• Extrait du document:
--*--
Ne nous leurrons pas, la littérature fantastique a vécu ou
presque au profit des descendants de Lovecraft et du roman horrifique. Pourquoi
s’étendre alors sur un ouvrage jamais réédité au sein d’un genre moribond ?
On répondra ceci, que l’on écrit autant pour les vivants que pour les fantômes.
Marcel Brion révélait dans ces escales sans doute inspirées d’Hoffmann,
une langue de très haute tenue. Les voici :
SOMMAIRE
1 - Les Escales de la Haute Nuit
2 - Le Maréchal de la Peur
3 - La Sonate du Feu
4 - Une Aventure de Voyage
5 - Les Eaux Mortes
6 - La Capitane
7 - L'Orgue de Verre
8 - La Rue Perdue
Quatre textes survolent les débats.
La nouvelle qui donne son titre au recueil raconte la
mésaventure d’un voyageur à destination de Prague descendu d’un train de nuit
dans une gare inconnue, plus par curiosité qu’autre chose.
« La gare était assez loin. Je la vis, semblable à
quelque grotte grondante, pleine de lumières, de fumées et de cris. Les rails
entrecroisés me proposaient de subtils déroutements. Des feux rouges levaient
et baissaient le doigt à travers des brouillards. Une locomotive, seule, lancée
sur sa piste comme un lévrier, me frôla en s’ essoufflant. Les étoiles
humiliées reculaient au plus lointain du ciel. Un monstre marin crachait au ras
du sol un torrent de vapeur brûlante. Le cuivre avait des scintillements d'or.
L’acier noir fondait en reflets comme une peau d’otarie. »
Un peu plus loin il découvre une étrange ville dont les
bâtiments se réduisent à de simples façades. Au-delà des portes d’entrées il n’y
a rien. L’hôtel proposé par le porteur de bagages présente un ascenseur
souterrain. Un couloir l’amène à une chambre sans fenêtre dont il s’enfuit. Il
erre sans but, rencontre des personnages inquiétants, traverse un bras de mer,
et finit par remonter dans son train avant d’être redébarqué contre son gré
dans une autre gare. Le récit s’achève abandonnant notre voyageur « éveillé,
seul dans ce wagon, regardé par cette lune épouvantée qui venait demander du
secours contre le garrot des nuages ». Parue en recueil en 1942, année
où fut entérinée la décision de la Solution finale, l’évocation de ce train de
nulle part aux destinations incertaines impressionne par sa puissance onirique,
anticipant involontairement d’innombrables et funestes déportations
ferroviaires.
--*--
• Entrées affichées:
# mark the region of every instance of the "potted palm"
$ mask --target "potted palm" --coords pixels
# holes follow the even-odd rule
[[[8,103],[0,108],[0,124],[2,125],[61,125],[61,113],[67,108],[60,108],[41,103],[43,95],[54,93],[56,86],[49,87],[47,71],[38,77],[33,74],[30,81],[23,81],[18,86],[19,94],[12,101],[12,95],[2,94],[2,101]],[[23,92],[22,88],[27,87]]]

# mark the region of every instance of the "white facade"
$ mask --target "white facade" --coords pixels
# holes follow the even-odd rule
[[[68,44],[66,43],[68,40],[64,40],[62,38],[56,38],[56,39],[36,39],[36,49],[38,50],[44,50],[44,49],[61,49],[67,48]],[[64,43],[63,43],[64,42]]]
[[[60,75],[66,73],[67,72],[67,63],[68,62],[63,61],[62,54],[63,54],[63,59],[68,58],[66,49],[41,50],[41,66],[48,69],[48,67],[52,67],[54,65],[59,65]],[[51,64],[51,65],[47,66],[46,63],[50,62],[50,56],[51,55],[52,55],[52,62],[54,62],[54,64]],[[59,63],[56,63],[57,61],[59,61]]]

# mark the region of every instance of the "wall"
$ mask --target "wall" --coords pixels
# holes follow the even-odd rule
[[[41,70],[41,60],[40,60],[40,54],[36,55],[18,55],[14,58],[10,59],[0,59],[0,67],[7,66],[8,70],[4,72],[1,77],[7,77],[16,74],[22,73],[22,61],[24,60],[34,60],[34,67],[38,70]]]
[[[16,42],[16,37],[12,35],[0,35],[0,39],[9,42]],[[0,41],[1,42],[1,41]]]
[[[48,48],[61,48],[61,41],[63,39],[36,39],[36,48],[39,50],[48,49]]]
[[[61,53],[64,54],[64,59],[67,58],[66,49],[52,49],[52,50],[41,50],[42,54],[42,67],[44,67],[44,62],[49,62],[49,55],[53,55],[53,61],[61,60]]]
--*--
• Consigne à suivre:
Répondez à ces questions à partir de l'extrait.
(a) Vers quelle ville se rend le voyageur de la nouvelle qui donne son titre au recueil ?
(b) En quelle année le recueil a-t-il paru ?
(c) Quel type d'ascenseur présente l'hôtel proposé par le porteur de bagages ?
Seul l'extrait doit servir de source pour répondre.

• Solution rédigée:
(a) Il se rend à Prague.
(b) Le recueil a paru en 1942.
(c) L'hôtel présente un ascenseur souterrain.